* _TO BE DONE_
Retype the records between the line holding "of the wooden" and the line holding "<point>245,275</point>", inclusive, and give back only those lines.

════════

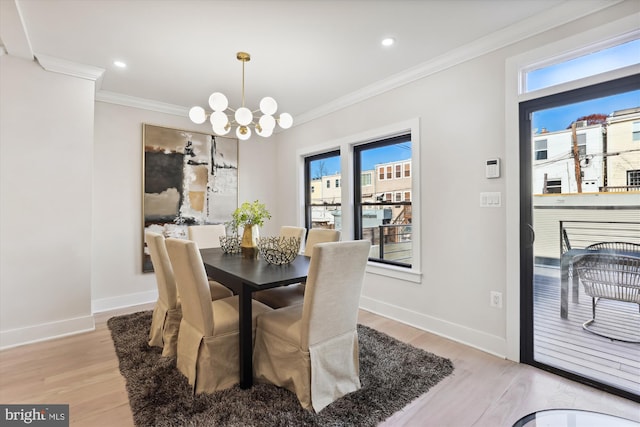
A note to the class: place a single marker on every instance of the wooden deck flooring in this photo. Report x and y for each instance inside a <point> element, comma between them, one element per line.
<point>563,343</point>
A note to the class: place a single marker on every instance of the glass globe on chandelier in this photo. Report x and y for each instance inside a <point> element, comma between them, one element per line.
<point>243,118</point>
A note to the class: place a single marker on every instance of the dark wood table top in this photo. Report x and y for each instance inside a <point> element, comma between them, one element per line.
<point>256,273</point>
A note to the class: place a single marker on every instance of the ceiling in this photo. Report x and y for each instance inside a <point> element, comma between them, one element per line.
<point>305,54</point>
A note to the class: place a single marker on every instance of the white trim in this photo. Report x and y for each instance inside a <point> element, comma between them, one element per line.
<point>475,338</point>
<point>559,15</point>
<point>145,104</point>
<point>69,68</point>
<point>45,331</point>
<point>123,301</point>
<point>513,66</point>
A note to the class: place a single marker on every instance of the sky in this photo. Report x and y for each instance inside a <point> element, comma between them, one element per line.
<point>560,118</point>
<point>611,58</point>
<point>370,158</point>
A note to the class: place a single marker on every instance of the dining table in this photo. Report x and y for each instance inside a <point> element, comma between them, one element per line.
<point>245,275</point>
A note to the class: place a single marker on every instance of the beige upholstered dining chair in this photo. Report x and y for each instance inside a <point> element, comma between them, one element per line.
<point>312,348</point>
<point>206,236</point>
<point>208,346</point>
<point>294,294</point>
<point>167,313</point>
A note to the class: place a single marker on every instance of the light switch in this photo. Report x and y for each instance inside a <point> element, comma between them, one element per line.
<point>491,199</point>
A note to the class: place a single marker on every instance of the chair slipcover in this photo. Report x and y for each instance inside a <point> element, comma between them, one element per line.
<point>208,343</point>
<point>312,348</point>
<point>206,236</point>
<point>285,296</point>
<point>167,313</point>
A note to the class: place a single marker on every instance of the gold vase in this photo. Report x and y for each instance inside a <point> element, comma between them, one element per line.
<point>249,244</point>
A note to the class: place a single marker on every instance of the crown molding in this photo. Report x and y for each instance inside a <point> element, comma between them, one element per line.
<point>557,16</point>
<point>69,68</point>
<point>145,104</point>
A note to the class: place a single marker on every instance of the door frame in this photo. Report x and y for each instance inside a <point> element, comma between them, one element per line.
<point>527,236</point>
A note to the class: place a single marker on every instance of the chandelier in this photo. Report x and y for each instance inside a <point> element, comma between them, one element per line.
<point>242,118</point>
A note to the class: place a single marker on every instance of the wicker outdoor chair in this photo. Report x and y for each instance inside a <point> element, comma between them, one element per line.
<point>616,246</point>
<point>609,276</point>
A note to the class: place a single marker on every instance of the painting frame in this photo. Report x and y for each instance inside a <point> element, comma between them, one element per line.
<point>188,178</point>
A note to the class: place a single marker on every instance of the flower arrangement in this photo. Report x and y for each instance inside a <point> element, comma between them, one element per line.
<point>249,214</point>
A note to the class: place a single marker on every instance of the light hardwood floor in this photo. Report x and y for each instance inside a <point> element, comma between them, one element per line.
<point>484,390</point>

════════

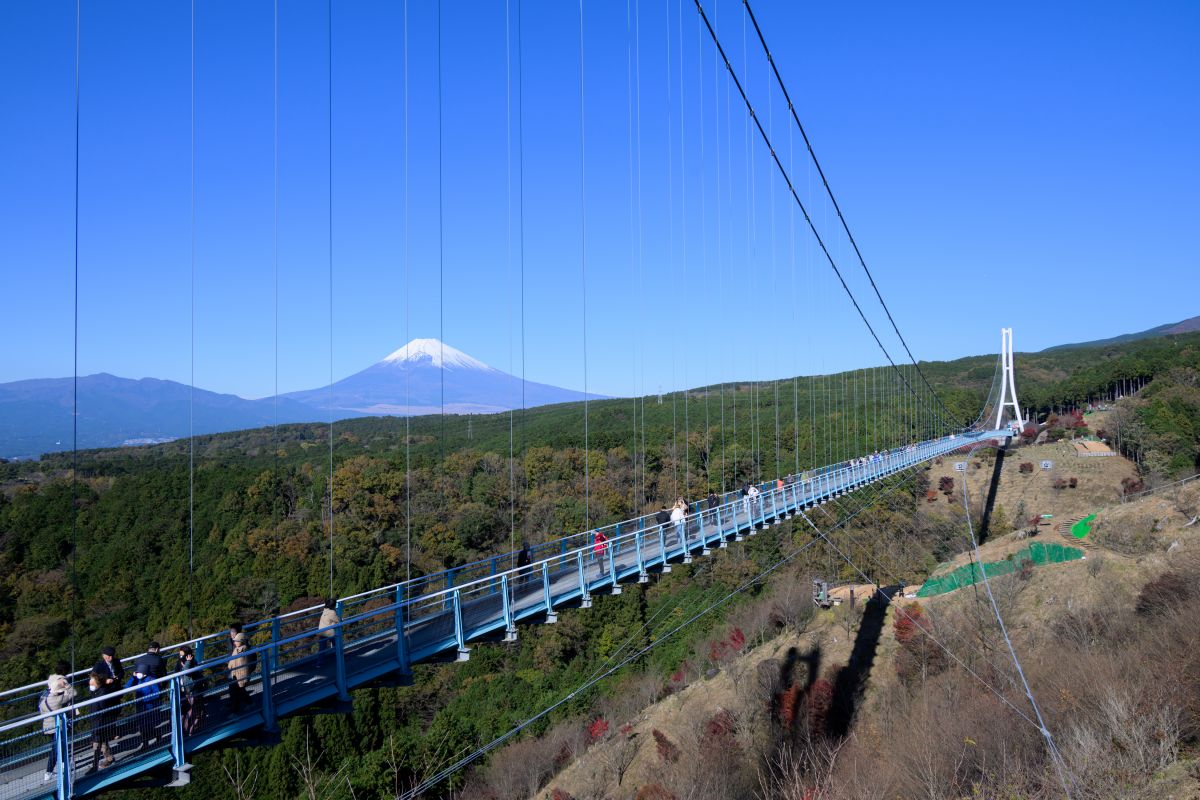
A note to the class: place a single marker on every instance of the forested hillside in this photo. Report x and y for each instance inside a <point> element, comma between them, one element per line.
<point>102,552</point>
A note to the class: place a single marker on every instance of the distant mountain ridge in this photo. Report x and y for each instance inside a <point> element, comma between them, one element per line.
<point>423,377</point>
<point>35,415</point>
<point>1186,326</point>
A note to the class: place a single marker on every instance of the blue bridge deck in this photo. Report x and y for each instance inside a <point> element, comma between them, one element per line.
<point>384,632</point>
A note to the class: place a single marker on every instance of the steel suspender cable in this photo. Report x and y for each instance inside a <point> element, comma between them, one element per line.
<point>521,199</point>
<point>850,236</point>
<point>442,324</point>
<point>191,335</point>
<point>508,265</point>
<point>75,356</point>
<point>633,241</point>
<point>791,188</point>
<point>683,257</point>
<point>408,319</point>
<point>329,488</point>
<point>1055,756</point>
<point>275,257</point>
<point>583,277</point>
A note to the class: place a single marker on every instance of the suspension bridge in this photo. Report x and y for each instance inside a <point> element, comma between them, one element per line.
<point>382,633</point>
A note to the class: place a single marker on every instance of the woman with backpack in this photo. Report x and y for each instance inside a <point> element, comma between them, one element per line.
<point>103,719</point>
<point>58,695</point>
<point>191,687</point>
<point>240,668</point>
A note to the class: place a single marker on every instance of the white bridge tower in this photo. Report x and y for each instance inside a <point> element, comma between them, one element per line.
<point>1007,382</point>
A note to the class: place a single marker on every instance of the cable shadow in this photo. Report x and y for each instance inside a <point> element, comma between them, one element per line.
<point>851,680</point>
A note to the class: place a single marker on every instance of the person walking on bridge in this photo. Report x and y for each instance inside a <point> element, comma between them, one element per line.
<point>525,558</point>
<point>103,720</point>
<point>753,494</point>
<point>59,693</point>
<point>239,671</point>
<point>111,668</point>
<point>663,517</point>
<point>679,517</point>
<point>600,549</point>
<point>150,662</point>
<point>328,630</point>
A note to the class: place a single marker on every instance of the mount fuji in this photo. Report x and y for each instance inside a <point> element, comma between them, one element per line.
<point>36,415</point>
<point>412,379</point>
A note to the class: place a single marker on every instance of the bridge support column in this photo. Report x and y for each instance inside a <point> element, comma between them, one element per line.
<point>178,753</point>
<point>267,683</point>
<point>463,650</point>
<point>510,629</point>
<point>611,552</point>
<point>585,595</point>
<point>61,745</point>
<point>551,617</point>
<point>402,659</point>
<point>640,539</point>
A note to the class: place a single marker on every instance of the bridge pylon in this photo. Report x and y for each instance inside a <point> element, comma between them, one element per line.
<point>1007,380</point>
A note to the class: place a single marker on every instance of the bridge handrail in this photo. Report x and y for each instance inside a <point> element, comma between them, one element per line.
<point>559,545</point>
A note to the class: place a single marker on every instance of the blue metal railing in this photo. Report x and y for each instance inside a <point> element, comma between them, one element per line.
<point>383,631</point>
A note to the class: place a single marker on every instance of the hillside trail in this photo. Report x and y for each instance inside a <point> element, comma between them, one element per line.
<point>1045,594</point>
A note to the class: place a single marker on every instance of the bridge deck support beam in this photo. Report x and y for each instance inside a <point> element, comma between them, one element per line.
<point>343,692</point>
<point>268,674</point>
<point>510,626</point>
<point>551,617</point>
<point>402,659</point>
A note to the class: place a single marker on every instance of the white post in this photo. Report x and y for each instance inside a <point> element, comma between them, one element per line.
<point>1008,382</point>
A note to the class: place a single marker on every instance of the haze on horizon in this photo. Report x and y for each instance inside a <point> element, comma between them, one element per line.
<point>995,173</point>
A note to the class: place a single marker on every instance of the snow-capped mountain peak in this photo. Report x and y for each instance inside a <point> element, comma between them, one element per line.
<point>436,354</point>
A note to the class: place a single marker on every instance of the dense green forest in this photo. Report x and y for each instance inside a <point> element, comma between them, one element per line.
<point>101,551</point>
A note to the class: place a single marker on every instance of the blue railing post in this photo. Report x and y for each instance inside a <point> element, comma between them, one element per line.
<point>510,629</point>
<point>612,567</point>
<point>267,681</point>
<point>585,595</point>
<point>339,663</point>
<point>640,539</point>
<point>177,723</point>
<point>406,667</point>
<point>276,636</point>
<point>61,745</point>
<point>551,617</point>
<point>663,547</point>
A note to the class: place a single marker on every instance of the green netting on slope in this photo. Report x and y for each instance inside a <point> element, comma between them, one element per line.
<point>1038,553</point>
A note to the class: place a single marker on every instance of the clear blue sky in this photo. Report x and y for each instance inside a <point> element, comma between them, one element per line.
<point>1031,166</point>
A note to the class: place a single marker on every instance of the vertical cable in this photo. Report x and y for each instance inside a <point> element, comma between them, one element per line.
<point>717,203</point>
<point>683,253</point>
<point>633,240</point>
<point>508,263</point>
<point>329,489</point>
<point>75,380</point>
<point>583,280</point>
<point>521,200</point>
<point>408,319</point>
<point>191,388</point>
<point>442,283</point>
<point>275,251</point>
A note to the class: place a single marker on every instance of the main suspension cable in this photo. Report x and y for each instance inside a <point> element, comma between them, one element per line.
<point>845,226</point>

════════

* _RESPONSE BELOW_
A note to the class: place a single marker on every instance of the wooden deck flooring in this photo. Report x and y for each instance inside a <point> element, comma between them, one element per line.
<point>563,343</point>
A note to the class: place a single marker on every instance of the glass globe on chandelier in this photo. Report x and y for each instance inside a <point> element, comma between them, one element per line.
<point>243,118</point>
A note to the class: place a single marker on every instance of the dark wood table top in this photo. Report x and y for each instance inside a <point> element, comma between them, one element per line.
<point>256,273</point>
A note to the class: place a single marker on every instance of the ceiling in this photo. Report x and y for each instance inside a <point> element, comma between them, one element per line.
<point>305,54</point>
A note to the class: place a single marker on every instance of the white trim in this photo. Report x and y for each instance inside a <point> element, comma between them, one element per line.
<point>475,338</point>
<point>559,15</point>
<point>145,104</point>
<point>69,68</point>
<point>45,331</point>
<point>123,301</point>
<point>513,66</point>
A note to the class: place a single marker on every instance of the sky in this photo. Report x and y for each instance inside a <point> element, comma between them, one element per line.
<point>560,118</point>
<point>611,58</point>
<point>370,158</point>
A note to the class: place a single marker on every instance of the dining table in this photo. Report x and y for each instance inside a <point> element, comma between them, one element per line.
<point>245,275</point>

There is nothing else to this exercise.